[Pointing dataset excerpts]
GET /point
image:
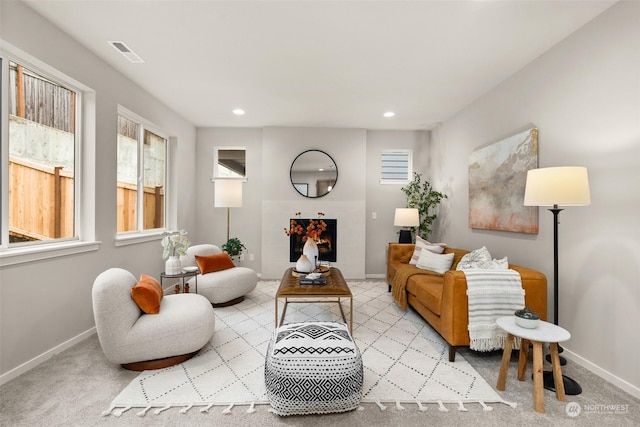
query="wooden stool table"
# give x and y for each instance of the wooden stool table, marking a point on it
(545, 332)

[STATED TASK] Please revise the items by swapping "wooden stool table" for "wooden side table" wherever it occurs and keeping everything else as it is. Omit the pictures from your answer.

[FULL OUTPUT]
GET /point
image:
query="wooden side table"
# give x and y for each instance of the wooden side table, marking a point on it
(545, 332)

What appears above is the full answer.